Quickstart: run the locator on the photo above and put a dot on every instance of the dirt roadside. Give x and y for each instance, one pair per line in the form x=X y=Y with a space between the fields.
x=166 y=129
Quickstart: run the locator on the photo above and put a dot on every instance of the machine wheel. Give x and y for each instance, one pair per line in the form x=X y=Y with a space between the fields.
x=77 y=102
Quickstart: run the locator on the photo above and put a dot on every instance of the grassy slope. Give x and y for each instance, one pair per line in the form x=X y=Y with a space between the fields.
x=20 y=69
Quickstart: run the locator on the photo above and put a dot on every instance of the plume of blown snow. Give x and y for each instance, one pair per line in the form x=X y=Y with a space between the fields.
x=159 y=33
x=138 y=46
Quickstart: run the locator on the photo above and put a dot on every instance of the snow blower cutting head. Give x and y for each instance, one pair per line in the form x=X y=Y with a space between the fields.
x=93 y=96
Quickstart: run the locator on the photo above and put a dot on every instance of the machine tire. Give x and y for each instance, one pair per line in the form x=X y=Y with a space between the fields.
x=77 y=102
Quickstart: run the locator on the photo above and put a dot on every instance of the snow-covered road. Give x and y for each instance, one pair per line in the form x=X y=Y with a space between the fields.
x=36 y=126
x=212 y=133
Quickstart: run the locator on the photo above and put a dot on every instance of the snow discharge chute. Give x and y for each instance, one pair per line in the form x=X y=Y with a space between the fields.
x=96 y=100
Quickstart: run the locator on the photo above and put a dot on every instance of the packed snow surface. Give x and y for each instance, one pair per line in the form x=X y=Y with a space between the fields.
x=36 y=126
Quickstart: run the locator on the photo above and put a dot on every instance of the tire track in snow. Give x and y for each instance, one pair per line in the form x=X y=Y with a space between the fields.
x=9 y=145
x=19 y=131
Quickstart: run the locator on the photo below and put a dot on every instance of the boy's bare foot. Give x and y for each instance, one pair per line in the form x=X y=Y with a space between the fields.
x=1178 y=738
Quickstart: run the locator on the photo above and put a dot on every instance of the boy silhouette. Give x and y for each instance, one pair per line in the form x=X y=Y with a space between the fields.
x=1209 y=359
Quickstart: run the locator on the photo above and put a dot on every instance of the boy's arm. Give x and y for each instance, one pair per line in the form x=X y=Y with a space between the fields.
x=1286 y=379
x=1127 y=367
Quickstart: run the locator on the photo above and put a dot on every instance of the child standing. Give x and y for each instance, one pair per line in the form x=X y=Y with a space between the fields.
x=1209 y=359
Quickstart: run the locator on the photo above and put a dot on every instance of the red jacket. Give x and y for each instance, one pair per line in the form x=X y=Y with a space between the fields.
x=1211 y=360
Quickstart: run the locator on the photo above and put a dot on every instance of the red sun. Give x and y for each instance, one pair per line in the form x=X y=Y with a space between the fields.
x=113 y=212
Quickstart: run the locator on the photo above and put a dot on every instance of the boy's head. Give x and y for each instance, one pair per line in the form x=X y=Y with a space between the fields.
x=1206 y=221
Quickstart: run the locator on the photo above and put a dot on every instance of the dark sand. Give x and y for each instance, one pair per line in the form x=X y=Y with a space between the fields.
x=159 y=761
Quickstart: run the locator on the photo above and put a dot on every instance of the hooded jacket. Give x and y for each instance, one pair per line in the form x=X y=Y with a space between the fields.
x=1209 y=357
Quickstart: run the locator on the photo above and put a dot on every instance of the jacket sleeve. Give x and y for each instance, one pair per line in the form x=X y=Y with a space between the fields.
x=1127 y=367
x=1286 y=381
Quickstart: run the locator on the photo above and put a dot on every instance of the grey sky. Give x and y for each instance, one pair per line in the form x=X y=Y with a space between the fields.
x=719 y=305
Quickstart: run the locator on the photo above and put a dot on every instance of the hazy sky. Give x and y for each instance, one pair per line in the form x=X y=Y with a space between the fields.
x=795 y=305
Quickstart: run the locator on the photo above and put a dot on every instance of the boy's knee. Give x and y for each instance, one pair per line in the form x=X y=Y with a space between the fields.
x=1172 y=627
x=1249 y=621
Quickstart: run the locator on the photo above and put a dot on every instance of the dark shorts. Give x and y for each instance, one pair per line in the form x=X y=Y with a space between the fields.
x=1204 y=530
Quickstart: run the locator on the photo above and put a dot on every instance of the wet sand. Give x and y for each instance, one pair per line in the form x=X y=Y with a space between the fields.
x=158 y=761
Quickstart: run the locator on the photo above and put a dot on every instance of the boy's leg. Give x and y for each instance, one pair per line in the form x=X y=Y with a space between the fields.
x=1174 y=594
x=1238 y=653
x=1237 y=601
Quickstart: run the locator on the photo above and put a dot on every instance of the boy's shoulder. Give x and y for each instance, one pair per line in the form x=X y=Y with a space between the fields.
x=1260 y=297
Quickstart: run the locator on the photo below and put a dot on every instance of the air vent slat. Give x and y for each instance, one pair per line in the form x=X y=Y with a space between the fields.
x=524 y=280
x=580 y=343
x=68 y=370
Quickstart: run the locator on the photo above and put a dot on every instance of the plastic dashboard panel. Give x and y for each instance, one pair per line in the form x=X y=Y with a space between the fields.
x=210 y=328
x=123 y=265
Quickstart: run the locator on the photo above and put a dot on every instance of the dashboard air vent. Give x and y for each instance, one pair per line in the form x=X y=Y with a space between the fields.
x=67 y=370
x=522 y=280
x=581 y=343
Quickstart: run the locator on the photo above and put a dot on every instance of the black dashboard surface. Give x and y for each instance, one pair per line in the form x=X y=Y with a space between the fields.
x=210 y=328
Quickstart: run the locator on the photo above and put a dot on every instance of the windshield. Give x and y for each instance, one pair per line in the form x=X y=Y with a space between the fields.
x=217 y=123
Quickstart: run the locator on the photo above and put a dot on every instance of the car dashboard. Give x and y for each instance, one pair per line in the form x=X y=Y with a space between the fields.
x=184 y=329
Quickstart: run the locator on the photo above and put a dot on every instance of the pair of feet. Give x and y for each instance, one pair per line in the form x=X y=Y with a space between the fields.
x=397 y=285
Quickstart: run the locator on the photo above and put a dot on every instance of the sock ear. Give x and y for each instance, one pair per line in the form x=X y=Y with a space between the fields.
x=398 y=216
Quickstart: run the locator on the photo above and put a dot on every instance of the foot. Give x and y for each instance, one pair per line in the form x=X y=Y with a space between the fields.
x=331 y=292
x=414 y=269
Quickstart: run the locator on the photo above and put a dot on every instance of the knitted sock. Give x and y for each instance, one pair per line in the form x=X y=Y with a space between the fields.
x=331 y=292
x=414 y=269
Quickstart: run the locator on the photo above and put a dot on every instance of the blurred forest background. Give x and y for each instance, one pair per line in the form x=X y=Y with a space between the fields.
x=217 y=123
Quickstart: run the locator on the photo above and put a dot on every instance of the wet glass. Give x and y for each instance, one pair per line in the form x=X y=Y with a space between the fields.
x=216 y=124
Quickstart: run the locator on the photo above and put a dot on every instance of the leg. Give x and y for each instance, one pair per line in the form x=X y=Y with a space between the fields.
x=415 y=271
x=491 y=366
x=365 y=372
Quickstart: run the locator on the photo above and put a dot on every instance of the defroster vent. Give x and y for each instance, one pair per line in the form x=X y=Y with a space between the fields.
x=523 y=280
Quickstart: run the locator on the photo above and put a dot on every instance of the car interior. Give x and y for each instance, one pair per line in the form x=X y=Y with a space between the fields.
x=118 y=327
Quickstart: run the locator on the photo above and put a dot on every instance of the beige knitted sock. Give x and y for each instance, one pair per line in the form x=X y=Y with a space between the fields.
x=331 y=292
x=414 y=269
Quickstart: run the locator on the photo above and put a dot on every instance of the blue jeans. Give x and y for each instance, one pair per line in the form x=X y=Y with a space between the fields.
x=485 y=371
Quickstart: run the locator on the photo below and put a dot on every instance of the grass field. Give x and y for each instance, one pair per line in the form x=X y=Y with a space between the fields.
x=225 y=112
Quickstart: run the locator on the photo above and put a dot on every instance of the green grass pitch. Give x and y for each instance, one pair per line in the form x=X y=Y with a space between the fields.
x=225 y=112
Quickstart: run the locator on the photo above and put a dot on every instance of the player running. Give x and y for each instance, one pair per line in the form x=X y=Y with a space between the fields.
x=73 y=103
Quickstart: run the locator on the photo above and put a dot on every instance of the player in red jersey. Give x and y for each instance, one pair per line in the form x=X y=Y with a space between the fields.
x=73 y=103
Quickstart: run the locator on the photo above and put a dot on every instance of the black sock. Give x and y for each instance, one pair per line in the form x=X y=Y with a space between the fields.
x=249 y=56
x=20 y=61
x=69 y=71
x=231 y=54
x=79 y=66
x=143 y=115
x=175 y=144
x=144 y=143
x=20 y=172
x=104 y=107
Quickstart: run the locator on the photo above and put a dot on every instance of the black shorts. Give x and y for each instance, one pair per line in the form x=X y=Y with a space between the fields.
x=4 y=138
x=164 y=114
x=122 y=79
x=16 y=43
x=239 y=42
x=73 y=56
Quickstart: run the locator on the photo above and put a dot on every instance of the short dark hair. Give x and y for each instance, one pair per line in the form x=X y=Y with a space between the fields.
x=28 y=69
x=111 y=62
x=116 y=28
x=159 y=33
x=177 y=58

§ TASK TO COMPLETE:
Lines before the one containing "the player running." are left out. Repeat that line and all lines after it in the records above exactly.

§ REPLY:
Quickstart: run the locator on the photo above and put a dot on every instance of the player running. Give x and y for each instance, one pair per line in the form x=X y=Y with a space between the fields.
x=73 y=103
Quickstart: run the locator on the photo above and put a dot on every instance of the player in red jersey. Give x and y for each instance, one pair per line in the form x=X y=Y with a space between the fields.
x=73 y=103
Quickstart: run the locator on the photo above and put a dot on every instance of the black sock. Give x and y for each instance, one pair per line in the form x=X y=Y with a space between the fields.
x=249 y=56
x=20 y=61
x=69 y=71
x=231 y=54
x=79 y=66
x=143 y=115
x=175 y=144
x=144 y=143
x=20 y=172
x=104 y=107
Quickstart: run the locator on the photo above and put a dot on every instance of the black shorts. Give x and y for each instance, one pair per line in the form x=X y=Y with a space between the fields.
x=4 y=138
x=164 y=114
x=122 y=79
x=16 y=43
x=239 y=42
x=73 y=56
Quickstart: run the locator on the photo above and put a dot on every instance of the short dark hair. Give x and y for each instance, one pair per line in the form x=X y=Y with a space between the fields.
x=28 y=69
x=111 y=62
x=116 y=28
x=159 y=33
x=177 y=58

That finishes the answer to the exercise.